ページの抜粋
##############################
今日は尾崎まことさんの新しく出された大人のための童話集『千年夢見る木』から
短い詩を一篇入れさせていただきます。
これは文庫本くらいの大きさのハードカヴァーの本で、表紙の色が鮮やかな黄色、
左子真由美さんの挿絵もきれいです。”9つの夢の贈り物”と表紙にあります。
最初の頁をめくると次のような文が目に入ります。
「この宇宙はほんとうは美しい図書館です。なのに大きすぎて
その入口が分からないと、もどかしく思ったことはありませんか。
あなたは、不思議で驚きに満ちた、大切なその一冊に違いありません。
この小さくて黄色い本がその扉になってくれたらうれしいです。」
(著者)
林檎ランプ
尾崎まこと
林檎山の林檎の木
風が吹くと
まだ青くて小さいけれど
鈴なりの子どもたちが
かりん こりん かりん
いい香りで鳴ります
昼間は見えないけれど
一つ一つのまんなかには
小さな炎が
灯っているのです
夜になると皮をすかして
ほんのり明るむので
林檎山全体まるで
輝く童話の森のようです
林檎ランプは
夕焼けの空と同じように
だんだん水色からピンクへ
ピンクから茜色に偏光し
私たちのために美しく
美味しく熟していくのです
今年の秋
ナイフでさくっと割っていただく時
林檎ランプ
つまりそのまんなか
灯し続けた炎のあとを
たしかめてこらんなさい
””””””””””””””””””””””””””””
##############################
記録された情報
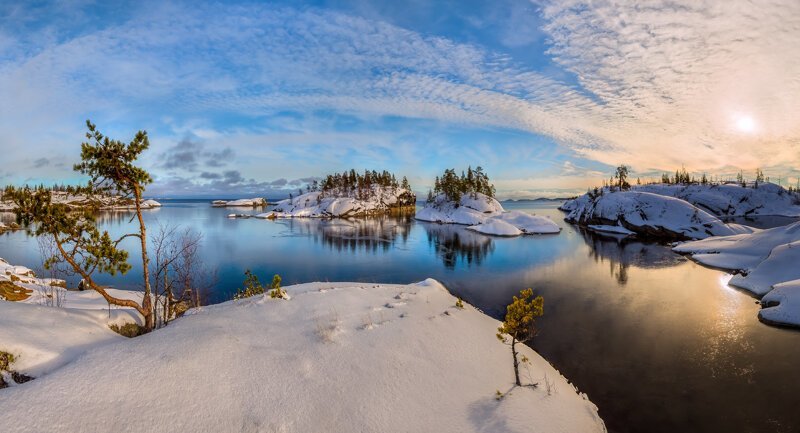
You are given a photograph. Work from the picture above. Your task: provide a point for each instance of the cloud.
(41, 162)
(189, 155)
##############################
やること
ページの抜粋を、最初から最後まで一字も変えずにそのまま繰り返してください。 この資料は別の出典から集めたものです。

完了した作業
今日は尾崎まことさんの新しく出された大人のための童話集『千年夢見る木』から
短い詩を一篇入れさせていただきます。
これは文庫本くらいの大きさのハードカヴァーの本で、表紙の色が鮮やかな黄色、
左子真由美さんの挿絵もきれいです。”9つの夢の贈り物”と表紙にあります。
最初の頁をめくると次のような文が目に入ります。
「この宇宙はほんとうは美しい図書館です。なのに大きすぎて
その入口が分からないと、もどかしく思ったことはありませんか。
あなたは、不思議で驚きに満ちた、大切なその一冊に違いありません。
この小さくて黄色い本がその扉になってくれたらうれしいです。」
(著者)
林檎ランプ
尾崎まこと
林檎山の林檎の木
風が吹くと
まだ青くて小さいけれど
鈴なりの子どもたちが
かりん こりん かりん
いい香りで鳴ります
昼間は見えないけれど
一つ一つのまんなかには
小さな炎が
灯っているのです
夜になると皮をすかして
ほんのり明るむので
林檎山全体まるで
輝く童話の森のようです
林檎ランプは
夕焼けの空と同じように
だんだん水色からピンクへ
ピンクから茜色に偏光し
私たちのために美しく
美味しく熟していくのです
今年の秋
ナイフでさくっと割っていただく時
林檎ランプ
つまりそのまんなか
灯し続けた炎のあとを
たしかめてこらんなさい
””””””””””””””””””””””””””””